▶ Instructions to follow:
Rescale the material below from the line holding "Note: spot each instance of the bell" through the end of the material, inclusive. Rewrite every one of those lines and no others, keeping all text unchanged except the point coordinates, which you multiply by 1.9 and round to whole numbers, with halves rounding up.

▶ The data:

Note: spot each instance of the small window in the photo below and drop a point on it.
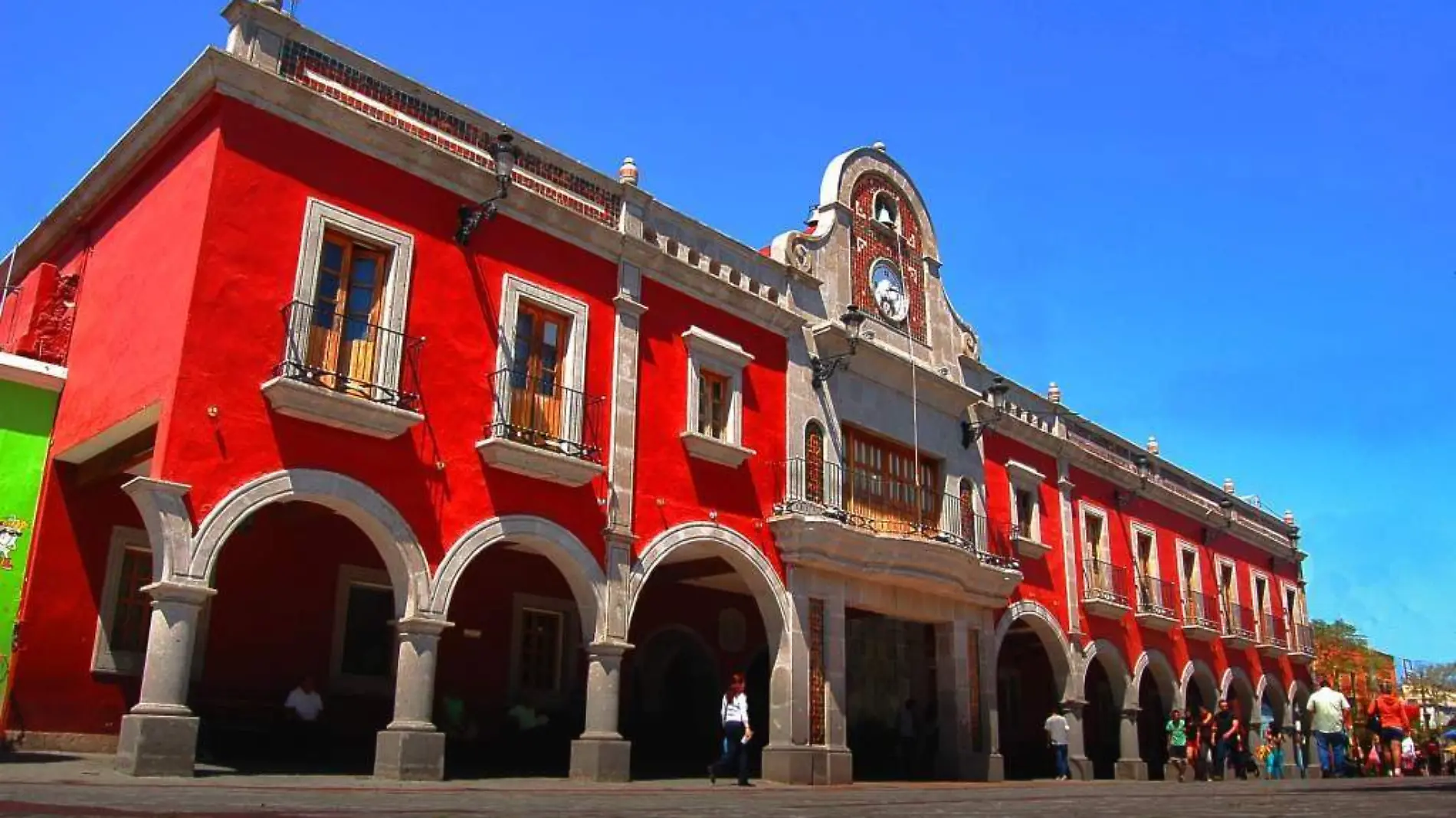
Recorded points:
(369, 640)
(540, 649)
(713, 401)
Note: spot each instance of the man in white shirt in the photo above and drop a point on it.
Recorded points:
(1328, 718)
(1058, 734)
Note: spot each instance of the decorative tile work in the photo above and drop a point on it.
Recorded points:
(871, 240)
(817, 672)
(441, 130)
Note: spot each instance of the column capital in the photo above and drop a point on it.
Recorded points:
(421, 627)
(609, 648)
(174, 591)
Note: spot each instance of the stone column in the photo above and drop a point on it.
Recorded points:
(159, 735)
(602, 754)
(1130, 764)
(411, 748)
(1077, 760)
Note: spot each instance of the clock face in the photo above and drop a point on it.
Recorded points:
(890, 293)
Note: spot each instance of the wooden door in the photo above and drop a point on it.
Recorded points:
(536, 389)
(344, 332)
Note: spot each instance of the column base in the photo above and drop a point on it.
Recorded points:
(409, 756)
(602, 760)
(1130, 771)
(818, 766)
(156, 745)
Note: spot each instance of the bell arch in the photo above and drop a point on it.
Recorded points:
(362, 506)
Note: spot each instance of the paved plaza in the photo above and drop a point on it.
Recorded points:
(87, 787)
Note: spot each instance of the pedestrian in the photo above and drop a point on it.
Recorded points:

▶ Output of the exercise:
Note: spot each instance of the bell arch in the photo above and drop a point on it.
Recorded points:
(688, 961)
Note: spot each instance of the paved plaza in the photo above and drop a point on it.
Recorded points:
(165, 1495)
Note: spot each instance of the pedestrian in the photo above and drop a point on it.
Recorded points:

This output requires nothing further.